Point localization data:

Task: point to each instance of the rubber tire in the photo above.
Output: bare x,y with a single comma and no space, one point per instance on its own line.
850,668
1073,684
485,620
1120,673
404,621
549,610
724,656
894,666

==

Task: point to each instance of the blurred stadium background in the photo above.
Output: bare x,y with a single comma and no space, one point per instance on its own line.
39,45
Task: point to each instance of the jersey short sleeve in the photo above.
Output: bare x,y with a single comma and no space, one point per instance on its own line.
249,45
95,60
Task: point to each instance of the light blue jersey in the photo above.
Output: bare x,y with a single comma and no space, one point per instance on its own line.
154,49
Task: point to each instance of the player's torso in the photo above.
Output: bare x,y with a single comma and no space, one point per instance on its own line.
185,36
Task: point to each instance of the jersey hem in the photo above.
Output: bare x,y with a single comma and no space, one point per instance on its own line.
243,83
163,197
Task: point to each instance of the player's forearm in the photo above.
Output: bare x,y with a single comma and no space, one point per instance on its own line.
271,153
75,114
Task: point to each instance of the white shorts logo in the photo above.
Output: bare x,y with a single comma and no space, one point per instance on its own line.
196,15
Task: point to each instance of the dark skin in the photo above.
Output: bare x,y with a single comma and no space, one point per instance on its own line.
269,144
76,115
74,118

What is expected: Each line of the entries above that includes the string "jersey" should be copied out.

Solution:
Task: point to each instance of the jersey short sleeve in the photo above.
Task: point to each instance of the light blue jersey in the photo above.
Task: point to each instance of the jersey hem in the photo above.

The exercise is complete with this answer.